### Exercise aim
Give the number of lines below with "dark" in them, leaving out anything else.

### Task inputs
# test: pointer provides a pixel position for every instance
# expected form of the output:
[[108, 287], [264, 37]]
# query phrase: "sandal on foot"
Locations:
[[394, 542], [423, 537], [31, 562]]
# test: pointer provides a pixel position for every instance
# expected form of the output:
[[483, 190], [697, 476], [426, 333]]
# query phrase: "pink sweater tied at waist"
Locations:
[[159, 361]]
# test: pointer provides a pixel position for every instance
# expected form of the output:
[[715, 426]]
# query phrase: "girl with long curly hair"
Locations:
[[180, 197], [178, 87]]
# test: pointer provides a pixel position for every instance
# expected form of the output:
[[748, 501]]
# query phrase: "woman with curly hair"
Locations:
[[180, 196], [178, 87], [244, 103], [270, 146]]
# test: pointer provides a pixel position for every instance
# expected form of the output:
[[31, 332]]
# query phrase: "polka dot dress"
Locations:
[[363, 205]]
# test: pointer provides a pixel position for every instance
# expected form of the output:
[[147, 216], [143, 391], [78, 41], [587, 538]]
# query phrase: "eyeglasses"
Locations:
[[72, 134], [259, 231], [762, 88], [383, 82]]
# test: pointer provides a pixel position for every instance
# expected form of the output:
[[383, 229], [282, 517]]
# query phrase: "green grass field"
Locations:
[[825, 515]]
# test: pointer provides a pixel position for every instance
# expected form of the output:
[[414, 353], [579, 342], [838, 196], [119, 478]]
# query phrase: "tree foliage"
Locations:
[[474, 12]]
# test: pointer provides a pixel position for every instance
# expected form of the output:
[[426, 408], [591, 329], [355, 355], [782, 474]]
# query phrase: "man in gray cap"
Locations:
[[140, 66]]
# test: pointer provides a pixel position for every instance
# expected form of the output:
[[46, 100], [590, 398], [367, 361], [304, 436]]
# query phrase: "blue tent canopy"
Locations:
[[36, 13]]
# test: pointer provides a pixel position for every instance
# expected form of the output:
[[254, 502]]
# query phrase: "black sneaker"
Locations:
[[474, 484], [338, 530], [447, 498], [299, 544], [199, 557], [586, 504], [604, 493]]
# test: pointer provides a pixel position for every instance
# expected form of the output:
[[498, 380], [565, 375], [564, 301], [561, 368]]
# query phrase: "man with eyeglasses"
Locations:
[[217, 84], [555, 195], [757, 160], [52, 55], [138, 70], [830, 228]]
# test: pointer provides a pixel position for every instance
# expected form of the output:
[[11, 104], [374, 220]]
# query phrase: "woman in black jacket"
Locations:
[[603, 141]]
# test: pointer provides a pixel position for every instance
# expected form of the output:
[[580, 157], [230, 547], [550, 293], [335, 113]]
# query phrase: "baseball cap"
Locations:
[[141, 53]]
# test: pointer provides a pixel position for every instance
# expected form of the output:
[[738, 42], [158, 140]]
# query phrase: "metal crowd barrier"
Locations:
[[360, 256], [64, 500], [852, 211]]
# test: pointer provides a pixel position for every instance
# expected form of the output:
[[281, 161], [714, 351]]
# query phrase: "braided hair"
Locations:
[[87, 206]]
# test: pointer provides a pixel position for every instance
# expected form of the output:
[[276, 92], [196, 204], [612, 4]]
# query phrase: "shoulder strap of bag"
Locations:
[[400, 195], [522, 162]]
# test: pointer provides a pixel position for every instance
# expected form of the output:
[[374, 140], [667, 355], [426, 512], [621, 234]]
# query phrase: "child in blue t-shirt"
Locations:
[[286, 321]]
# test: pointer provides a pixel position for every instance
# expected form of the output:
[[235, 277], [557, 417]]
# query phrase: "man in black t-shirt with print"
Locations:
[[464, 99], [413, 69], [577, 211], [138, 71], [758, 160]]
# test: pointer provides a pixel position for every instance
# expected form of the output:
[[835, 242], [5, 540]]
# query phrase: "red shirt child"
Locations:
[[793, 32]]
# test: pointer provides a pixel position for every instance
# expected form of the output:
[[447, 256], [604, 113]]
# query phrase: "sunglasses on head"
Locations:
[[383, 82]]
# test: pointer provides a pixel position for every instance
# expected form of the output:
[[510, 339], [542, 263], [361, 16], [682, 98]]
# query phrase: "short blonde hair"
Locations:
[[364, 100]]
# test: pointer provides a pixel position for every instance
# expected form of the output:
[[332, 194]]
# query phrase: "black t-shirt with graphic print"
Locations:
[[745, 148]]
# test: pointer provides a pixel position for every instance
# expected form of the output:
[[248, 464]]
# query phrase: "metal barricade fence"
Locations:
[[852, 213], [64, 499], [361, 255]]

* * *

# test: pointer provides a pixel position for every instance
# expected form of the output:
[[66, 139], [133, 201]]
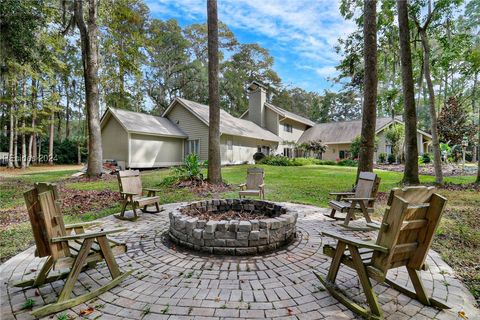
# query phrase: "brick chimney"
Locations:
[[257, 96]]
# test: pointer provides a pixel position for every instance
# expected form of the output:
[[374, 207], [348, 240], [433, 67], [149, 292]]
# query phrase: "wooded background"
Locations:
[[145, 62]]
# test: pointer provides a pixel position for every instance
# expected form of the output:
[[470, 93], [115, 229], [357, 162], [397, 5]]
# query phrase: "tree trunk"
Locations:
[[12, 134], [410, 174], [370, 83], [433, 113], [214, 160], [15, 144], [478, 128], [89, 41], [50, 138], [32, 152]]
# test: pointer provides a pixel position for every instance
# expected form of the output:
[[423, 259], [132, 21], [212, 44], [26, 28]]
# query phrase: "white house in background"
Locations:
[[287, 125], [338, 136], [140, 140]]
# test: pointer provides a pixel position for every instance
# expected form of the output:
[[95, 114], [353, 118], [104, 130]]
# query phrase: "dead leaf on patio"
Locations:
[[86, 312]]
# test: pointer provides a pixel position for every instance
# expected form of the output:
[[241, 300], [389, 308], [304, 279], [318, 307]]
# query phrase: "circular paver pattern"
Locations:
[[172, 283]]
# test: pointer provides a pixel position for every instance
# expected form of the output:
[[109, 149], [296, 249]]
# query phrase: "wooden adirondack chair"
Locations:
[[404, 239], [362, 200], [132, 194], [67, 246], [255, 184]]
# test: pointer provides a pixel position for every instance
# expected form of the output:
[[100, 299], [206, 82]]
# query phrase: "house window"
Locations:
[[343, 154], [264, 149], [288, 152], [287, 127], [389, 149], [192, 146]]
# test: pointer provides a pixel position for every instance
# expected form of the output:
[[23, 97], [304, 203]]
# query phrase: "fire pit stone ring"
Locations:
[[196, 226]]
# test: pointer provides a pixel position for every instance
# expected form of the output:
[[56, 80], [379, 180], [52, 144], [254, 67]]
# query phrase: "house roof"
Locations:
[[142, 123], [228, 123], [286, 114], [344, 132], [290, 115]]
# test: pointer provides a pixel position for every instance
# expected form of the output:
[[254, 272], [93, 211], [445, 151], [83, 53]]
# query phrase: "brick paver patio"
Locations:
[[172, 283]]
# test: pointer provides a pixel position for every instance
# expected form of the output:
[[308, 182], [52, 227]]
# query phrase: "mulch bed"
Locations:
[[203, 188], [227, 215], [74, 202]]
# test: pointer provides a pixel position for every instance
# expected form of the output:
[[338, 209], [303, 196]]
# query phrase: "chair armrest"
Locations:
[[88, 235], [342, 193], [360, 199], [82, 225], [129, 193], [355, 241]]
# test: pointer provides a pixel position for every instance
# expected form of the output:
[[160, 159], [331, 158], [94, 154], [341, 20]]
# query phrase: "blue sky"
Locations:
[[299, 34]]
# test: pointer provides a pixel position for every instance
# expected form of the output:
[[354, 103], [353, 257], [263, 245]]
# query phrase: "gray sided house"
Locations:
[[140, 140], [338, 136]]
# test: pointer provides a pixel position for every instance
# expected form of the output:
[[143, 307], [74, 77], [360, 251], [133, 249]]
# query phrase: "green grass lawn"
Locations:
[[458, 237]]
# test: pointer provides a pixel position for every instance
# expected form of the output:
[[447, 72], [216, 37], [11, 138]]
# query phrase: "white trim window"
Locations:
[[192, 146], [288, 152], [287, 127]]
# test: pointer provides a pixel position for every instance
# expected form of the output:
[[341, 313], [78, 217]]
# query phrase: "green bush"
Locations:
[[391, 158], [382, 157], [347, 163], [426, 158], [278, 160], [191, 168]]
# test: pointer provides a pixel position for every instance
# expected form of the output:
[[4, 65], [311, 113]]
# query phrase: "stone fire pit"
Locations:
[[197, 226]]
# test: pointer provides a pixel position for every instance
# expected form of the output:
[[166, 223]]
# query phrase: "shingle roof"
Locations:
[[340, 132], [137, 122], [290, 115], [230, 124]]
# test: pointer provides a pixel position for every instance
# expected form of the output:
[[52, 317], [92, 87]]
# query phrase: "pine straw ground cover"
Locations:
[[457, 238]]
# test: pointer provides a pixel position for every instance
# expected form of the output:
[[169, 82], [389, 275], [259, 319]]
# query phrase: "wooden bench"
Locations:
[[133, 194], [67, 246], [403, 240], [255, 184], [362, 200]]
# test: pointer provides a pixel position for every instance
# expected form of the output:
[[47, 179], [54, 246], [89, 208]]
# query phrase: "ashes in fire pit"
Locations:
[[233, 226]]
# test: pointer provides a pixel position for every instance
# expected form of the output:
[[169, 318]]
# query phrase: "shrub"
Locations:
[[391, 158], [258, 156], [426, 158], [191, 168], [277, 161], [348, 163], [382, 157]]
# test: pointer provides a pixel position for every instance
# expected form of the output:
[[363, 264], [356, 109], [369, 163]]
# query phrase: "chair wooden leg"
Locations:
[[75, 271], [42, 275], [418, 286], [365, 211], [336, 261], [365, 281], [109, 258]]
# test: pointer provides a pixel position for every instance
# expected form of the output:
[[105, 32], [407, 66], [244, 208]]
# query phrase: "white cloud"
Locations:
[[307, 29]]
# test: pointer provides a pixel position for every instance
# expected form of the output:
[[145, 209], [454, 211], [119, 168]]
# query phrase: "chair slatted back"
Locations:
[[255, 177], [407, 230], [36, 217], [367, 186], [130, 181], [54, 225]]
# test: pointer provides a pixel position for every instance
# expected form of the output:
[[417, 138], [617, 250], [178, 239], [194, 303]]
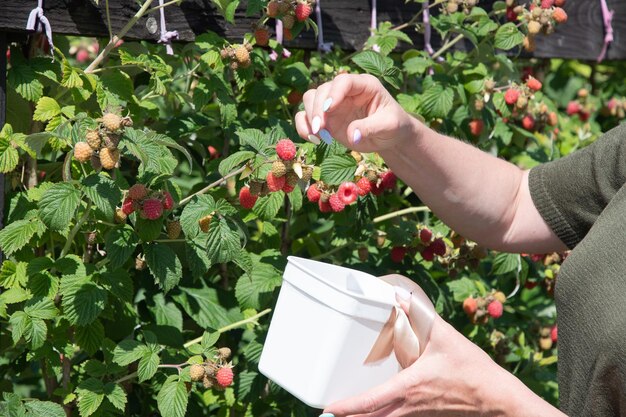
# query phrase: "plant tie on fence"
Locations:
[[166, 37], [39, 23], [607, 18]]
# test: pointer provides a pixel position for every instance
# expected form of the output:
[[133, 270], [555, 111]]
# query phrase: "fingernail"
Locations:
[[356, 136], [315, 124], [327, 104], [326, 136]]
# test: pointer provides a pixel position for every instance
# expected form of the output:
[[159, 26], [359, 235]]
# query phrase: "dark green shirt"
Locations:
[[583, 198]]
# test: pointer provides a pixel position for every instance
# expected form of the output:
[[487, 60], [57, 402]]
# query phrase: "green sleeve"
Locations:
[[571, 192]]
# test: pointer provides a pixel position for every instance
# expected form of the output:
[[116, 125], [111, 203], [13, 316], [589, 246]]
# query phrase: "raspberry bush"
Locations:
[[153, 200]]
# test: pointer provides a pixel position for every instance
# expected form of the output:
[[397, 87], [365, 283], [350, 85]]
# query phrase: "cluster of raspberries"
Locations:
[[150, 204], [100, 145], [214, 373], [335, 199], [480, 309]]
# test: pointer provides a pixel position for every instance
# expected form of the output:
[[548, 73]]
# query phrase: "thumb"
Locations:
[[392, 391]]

==

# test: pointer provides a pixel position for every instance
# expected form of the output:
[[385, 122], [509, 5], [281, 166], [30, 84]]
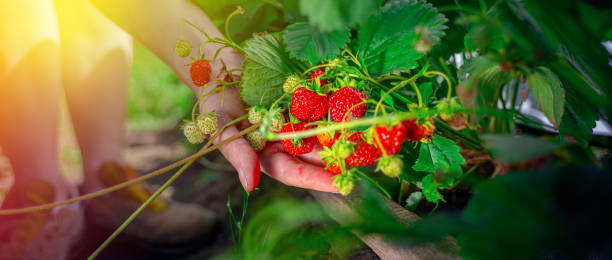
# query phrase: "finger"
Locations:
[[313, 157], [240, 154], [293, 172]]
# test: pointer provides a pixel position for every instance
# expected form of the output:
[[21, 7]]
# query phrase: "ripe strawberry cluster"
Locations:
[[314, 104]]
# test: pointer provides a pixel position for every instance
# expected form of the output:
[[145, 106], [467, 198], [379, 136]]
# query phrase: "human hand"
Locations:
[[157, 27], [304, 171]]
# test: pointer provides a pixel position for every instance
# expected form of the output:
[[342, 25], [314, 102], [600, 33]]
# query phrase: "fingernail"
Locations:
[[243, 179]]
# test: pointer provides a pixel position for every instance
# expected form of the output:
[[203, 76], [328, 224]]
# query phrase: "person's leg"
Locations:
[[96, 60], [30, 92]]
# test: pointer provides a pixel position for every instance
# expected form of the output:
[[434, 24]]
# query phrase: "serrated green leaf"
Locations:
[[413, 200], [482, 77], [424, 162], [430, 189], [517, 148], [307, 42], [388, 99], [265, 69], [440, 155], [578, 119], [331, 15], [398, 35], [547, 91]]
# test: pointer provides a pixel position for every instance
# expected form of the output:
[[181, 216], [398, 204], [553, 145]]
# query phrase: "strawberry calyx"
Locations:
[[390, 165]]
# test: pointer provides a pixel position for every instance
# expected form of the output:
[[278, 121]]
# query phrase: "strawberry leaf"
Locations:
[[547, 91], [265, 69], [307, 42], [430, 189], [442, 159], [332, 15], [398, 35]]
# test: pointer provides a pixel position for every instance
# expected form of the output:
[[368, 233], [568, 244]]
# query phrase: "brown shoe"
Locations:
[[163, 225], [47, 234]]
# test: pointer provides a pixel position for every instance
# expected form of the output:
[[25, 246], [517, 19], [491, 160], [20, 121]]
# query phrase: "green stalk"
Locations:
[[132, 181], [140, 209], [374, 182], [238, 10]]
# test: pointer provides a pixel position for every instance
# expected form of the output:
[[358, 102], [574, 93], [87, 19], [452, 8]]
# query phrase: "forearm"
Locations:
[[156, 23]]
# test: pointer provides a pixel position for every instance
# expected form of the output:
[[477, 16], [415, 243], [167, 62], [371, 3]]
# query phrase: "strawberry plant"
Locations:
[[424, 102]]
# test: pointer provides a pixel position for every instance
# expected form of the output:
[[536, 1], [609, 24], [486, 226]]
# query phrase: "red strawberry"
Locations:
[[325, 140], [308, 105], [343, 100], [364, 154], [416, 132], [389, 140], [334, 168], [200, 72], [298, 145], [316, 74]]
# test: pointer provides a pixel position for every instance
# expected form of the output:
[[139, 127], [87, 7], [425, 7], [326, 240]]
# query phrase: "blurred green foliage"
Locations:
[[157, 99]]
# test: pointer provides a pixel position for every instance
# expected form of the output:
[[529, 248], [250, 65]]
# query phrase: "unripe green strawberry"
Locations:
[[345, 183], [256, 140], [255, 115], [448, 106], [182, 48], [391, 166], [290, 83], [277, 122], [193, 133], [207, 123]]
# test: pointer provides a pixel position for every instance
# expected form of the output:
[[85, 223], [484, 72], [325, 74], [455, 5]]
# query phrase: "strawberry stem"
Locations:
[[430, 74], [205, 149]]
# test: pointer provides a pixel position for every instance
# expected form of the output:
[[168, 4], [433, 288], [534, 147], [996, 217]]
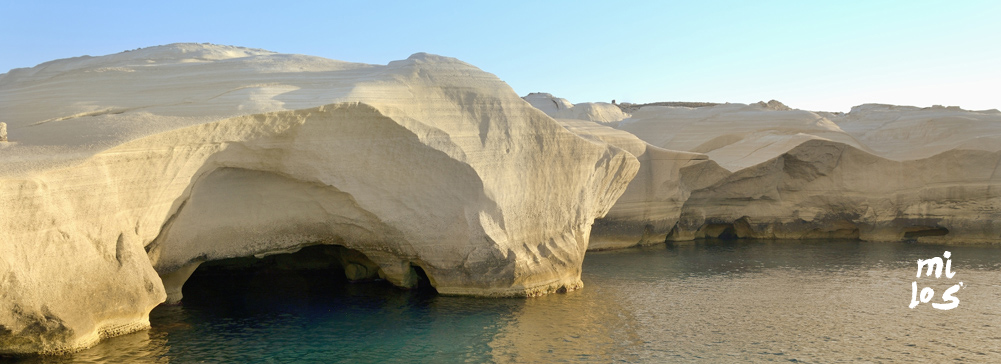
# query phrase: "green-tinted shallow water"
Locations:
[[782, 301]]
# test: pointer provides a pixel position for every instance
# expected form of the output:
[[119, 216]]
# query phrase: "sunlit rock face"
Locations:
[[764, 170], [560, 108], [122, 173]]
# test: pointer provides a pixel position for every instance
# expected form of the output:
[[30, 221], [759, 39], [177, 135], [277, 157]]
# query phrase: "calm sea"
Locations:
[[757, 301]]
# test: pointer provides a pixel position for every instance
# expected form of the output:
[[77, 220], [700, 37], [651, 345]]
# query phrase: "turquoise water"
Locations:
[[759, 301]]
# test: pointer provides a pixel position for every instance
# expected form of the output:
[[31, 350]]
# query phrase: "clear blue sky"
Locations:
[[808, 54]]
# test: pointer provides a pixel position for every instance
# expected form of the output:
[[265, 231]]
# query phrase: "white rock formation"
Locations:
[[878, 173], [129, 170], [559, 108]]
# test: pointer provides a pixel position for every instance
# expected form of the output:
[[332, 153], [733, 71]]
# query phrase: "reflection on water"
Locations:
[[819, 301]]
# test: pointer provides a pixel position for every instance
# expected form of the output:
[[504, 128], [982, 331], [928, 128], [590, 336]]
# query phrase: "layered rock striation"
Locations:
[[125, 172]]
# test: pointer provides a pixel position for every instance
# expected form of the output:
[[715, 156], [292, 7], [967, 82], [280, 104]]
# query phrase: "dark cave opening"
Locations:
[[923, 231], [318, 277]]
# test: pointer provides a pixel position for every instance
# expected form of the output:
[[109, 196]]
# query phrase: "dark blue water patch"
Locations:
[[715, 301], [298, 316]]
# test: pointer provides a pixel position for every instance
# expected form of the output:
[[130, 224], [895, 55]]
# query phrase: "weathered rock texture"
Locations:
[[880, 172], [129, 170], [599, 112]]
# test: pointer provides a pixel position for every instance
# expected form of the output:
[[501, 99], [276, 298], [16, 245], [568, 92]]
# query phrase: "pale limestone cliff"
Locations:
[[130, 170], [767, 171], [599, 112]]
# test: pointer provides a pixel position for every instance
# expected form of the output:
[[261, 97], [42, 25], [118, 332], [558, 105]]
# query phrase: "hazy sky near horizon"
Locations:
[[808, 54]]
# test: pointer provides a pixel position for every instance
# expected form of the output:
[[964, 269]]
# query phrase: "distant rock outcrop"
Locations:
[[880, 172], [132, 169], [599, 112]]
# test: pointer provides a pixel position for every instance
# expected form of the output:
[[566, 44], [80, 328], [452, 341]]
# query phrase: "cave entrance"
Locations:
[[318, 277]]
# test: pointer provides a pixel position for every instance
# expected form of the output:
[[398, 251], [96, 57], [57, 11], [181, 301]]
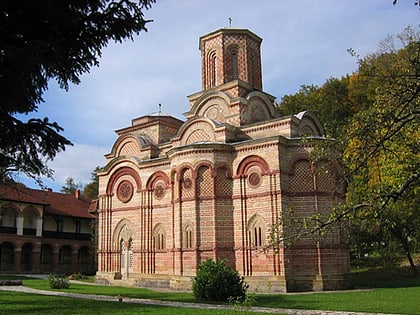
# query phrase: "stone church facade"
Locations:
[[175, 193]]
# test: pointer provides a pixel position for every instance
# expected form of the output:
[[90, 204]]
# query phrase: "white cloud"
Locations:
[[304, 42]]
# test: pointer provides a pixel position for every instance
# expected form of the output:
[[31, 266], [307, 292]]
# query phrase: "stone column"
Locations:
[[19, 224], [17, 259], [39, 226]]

### Result of this exercise
3